[Filas del conjunto de datos]

============

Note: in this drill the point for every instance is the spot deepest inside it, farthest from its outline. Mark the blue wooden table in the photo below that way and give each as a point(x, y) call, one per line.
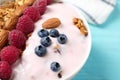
point(104, 60)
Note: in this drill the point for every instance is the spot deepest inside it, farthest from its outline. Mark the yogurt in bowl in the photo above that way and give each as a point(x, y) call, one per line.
point(71, 56)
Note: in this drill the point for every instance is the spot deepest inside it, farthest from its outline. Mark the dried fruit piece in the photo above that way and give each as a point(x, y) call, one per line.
point(3, 38)
point(33, 13)
point(11, 23)
point(29, 2)
point(19, 10)
point(41, 5)
point(10, 54)
point(51, 23)
point(5, 70)
point(17, 39)
point(79, 23)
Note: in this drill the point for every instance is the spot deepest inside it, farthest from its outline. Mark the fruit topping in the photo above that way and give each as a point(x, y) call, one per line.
point(40, 51)
point(55, 66)
point(33, 13)
point(80, 25)
point(54, 33)
point(5, 70)
point(17, 39)
point(46, 41)
point(43, 33)
point(62, 39)
point(49, 2)
point(9, 54)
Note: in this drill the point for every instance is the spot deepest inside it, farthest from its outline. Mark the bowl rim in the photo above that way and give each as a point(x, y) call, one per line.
point(90, 44)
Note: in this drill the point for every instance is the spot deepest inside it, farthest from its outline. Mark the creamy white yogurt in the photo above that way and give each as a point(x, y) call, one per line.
point(73, 53)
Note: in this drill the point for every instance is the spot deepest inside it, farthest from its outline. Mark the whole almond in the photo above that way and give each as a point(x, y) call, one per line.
point(3, 38)
point(11, 23)
point(51, 23)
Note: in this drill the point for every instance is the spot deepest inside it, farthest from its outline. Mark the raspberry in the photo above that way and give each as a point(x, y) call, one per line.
point(25, 24)
point(10, 54)
point(41, 5)
point(33, 13)
point(49, 2)
point(5, 70)
point(17, 39)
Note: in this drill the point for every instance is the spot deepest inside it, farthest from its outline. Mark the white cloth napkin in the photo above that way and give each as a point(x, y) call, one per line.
point(95, 11)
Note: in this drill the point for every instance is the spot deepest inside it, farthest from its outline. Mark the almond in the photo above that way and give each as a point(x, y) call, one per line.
point(51, 23)
point(11, 23)
point(3, 38)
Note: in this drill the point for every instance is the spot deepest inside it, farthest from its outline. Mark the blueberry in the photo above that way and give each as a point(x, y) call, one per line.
point(43, 33)
point(46, 41)
point(54, 33)
point(40, 51)
point(55, 66)
point(62, 39)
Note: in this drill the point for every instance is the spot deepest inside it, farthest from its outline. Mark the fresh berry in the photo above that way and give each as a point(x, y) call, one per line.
point(9, 54)
point(5, 70)
point(54, 33)
point(43, 33)
point(55, 66)
point(33, 13)
point(25, 24)
point(49, 2)
point(41, 5)
point(40, 51)
point(62, 39)
point(46, 41)
point(17, 39)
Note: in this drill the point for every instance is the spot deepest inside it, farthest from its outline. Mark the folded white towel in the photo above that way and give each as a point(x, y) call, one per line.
point(95, 11)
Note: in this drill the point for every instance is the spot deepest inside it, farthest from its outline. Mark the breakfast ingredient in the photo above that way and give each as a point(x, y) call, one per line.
point(46, 41)
point(9, 54)
point(5, 70)
point(40, 51)
point(43, 33)
point(11, 23)
point(79, 23)
point(20, 9)
point(25, 24)
point(62, 39)
point(49, 2)
point(41, 5)
point(51, 23)
point(17, 39)
point(22, 2)
point(54, 33)
point(3, 38)
point(33, 13)
point(55, 66)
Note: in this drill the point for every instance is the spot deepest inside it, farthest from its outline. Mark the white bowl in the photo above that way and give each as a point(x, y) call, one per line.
point(69, 77)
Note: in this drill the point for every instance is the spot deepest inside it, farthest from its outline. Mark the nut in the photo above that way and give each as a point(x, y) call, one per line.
point(51, 23)
point(11, 23)
point(3, 38)
point(80, 25)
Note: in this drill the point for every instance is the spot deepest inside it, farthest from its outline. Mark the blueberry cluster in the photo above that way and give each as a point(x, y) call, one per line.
point(46, 42)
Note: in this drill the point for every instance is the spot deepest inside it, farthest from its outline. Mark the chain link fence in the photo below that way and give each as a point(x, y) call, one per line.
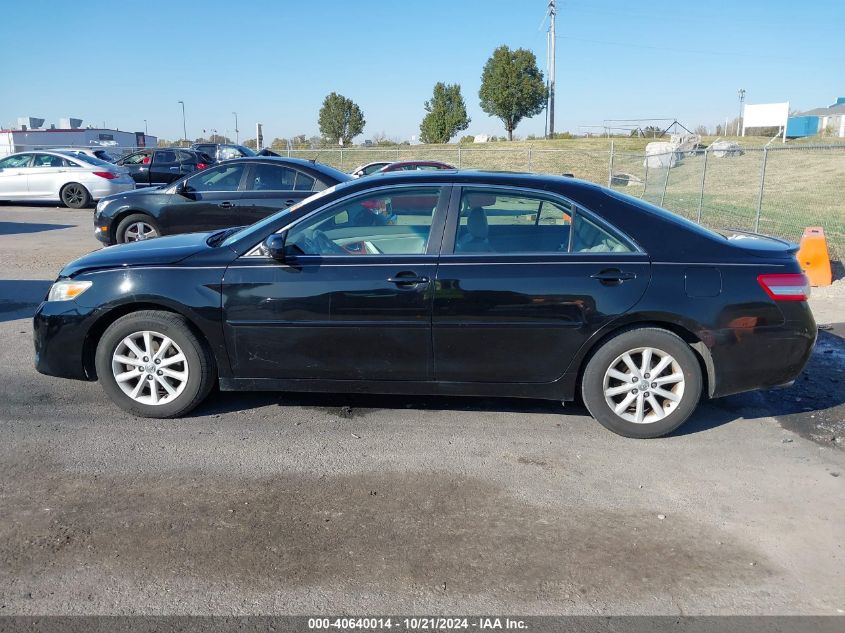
point(776, 190)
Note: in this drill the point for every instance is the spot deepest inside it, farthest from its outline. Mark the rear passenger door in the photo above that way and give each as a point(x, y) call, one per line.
point(165, 167)
point(524, 279)
point(270, 188)
point(138, 165)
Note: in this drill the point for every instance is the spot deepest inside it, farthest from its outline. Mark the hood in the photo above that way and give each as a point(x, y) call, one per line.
point(158, 252)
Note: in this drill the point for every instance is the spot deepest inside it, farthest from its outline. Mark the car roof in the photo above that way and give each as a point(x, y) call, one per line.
point(326, 170)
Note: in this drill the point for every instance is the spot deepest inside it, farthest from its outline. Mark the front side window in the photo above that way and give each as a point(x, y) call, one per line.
point(392, 222)
point(222, 178)
point(14, 162)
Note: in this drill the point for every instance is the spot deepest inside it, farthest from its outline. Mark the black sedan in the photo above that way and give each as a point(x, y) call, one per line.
point(154, 167)
point(234, 193)
point(485, 284)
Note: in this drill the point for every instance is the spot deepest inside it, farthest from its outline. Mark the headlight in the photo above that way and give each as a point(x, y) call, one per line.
point(67, 289)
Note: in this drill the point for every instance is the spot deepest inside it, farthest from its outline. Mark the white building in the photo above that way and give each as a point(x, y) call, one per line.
point(118, 142)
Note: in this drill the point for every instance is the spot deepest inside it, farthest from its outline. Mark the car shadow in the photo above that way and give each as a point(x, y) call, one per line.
point(20, 297)
point(20, 228)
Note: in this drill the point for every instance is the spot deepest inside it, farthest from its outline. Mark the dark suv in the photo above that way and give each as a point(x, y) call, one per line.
point(151, 167)
point(223, 151)
point(234, 193)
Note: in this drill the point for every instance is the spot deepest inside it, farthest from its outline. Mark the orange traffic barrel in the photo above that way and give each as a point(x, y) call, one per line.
point(814, 256)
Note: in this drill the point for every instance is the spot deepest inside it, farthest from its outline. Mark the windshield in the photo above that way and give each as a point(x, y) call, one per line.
point(259, 226)
point(87, 158)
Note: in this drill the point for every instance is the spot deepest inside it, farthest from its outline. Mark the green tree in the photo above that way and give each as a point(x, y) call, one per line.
point(340, 119)
point(447, 114)
point(512, 87)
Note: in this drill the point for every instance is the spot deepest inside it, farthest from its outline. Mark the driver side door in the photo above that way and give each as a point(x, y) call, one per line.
point(353, 299)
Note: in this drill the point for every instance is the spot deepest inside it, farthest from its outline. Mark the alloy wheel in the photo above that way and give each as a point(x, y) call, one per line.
point(150, 368)
point(138, 231)
point(643, 385)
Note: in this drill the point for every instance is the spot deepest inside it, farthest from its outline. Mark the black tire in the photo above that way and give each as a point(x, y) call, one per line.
point(75, 196)
point(608, 356)
point(198, 361)
point(129, 222)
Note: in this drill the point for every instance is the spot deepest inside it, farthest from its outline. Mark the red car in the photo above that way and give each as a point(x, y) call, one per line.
point(414, 165)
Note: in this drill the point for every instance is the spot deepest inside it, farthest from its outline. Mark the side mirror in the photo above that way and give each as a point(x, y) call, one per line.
point(274, 245)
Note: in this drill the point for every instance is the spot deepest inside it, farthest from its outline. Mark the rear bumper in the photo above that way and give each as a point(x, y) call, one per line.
point(762, 357)
point(59, 331)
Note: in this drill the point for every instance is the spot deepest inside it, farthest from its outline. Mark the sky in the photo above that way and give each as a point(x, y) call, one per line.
point(273, 61)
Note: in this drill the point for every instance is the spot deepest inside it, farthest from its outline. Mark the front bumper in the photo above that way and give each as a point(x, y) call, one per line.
point(60, 331)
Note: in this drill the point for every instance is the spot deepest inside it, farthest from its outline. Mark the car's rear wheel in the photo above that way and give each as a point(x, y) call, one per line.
point(151, 364)
point(136, 228)
point(75, 196)
point(642, 383)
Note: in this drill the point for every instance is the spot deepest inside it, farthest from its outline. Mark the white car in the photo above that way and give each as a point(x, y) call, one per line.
point(75, 179)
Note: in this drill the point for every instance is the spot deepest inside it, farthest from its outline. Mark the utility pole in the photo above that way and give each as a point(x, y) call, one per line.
point(552, 12)
point(184, 128)
point(741, 94)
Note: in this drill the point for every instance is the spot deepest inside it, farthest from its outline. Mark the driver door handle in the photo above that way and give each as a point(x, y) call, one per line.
point(408, 279)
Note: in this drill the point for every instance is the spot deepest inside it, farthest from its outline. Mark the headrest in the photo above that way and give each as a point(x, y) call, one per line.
point(478, 199)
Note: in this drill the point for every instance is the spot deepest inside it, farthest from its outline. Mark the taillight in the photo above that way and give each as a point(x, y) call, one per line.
point(786, 286)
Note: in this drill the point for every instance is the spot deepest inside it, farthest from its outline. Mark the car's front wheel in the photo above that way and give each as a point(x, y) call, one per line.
point(136, 228)
point(75, 196)
point(642, 383)
point(151, 364)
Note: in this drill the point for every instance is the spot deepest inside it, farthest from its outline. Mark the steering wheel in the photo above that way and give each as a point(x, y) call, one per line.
point(322, 244)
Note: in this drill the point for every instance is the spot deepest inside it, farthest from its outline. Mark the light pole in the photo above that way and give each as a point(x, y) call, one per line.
point(741, 94)
point(184, 129)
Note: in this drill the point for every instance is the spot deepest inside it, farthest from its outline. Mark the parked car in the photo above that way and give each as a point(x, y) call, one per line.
point(414, 165)
point(483, 284)
point(50, 175)
point(223, 151)
point(369, 168)
point(155, 167)
point(94, 152)
point(234, 193)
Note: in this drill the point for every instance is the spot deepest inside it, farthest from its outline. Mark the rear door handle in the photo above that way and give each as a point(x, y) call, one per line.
point(613, 276)
point(408, 279)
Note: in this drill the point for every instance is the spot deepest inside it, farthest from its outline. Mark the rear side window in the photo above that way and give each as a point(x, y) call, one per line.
point(588, 237)
point(165, 156)
point(48, 160)
point(137, 159)
point(512, 222)
point(515, 222)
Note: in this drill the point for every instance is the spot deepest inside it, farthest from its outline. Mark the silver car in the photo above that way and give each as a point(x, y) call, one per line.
point(75, 179)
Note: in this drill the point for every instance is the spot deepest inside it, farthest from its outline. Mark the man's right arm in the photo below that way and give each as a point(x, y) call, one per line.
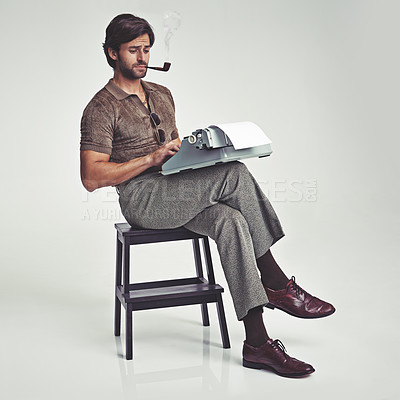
point(97, 171)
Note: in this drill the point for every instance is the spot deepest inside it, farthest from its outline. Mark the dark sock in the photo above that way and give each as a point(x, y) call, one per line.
point(271, 275)
point(256, 334)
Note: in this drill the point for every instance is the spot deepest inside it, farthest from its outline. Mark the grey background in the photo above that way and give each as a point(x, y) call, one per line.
point(321, 78)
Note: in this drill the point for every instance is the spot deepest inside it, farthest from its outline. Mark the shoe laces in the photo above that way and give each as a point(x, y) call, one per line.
point(278, 345)
point(299, 291)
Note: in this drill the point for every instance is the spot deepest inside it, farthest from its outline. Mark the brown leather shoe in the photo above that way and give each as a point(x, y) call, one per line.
point(297, 302)
point(273, 357)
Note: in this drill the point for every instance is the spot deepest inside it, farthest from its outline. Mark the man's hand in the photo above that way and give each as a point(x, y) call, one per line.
point(164, 153)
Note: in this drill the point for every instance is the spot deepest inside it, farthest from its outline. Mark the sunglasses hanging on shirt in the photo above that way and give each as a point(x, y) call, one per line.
point(160, 134)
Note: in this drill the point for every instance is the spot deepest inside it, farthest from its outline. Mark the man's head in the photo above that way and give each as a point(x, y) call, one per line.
point(123, 29)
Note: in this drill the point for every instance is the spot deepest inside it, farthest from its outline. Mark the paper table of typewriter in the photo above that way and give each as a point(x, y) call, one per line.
point(217, 144)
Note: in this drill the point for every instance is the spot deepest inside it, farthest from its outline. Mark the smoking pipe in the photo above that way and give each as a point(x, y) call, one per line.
point(165, 68)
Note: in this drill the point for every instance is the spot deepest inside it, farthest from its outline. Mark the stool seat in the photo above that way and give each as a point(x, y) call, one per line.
point(166, 293)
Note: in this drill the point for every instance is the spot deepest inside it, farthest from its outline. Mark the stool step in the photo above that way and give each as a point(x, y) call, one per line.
point(159, 294)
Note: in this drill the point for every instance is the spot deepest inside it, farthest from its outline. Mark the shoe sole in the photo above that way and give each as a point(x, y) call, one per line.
point(249, 364)
point(271, 307)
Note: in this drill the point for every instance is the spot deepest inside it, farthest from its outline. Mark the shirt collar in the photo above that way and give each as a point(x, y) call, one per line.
point(119, 94)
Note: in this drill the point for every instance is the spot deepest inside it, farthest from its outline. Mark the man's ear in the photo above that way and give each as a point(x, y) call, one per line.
point(112, 53)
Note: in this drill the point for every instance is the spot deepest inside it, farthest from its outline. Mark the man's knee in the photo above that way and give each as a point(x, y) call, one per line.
point(229, 218)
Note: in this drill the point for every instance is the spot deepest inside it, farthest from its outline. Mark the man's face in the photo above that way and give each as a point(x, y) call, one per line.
point(133, 56)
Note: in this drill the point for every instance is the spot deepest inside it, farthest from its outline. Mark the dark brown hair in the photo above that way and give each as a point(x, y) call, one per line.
point(122, 29)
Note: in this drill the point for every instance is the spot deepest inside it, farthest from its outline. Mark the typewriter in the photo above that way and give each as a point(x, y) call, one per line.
point(219, 144)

============

● Problema planteado:
Cambia "red car" por "blue car" en el tramo del listado que empieza en la línea que tiene "the driver side" y termina en la que tiene "point(60, 331)", ambas incluidas. Escribe de nuevo solo ese tramo, sin tocar nada más.

● Respuesta:
Note: in this drill the point for every instance is the spot deepest inside it, farthest from its outline. Mark the driver side door in the photo above that way and give each as a point(x, y) call, one per line.
point(353, 299)
Note: in this drill the point for every instance is the spot deepest inside it, farthest from its outline. Mark the alloy wheel in the photo above that way and give each as a point(x, y) call, one per line.
point(150, 368)
point(138, 231)
point(643, 385)
Note: in this drill the point for every instance is the spot deepest inside it, farthest from its outline. Mark the black tire in the photo above that way and give each as a point(x, y) call, one per line.
point(75, 196)
point(608, 356)
point(198, 361)
point(129, 222)
Note: in this drill the point for every instance is the spot deepest inside it, farthest from its outline. Mark the blue car in the photo above that way and give each as a point(x, y) call, one per line.
point(414, 165)
Note: in this drill the point for every instance is the spot deepest inside it, farthest from its outline. Mark the side mirror in the photo above that way and give each as a point(x, y) call, one per line.
point(274, 245)
Note: in this drill the point for every instance is the spot deepest inside it, farthest from its outline. Mark the rear bumper in the photo above that way and give each as a point(x, y) call, one per line.
point(762, 357)
point(59, 331)
Note: in this drill the point for every instance is the spot deepest inside it, farthest from its outline. Mark the sky in the photo above that way and give each as a point(x, y) call, one per line.
point(273, 61)
Note: in this drill the point for every instance is the spot deepest inside it, farthest from its outline. Mark the front bumper in the photo above that way and give each as a point(x, y) call, one per line.
point(60, 331)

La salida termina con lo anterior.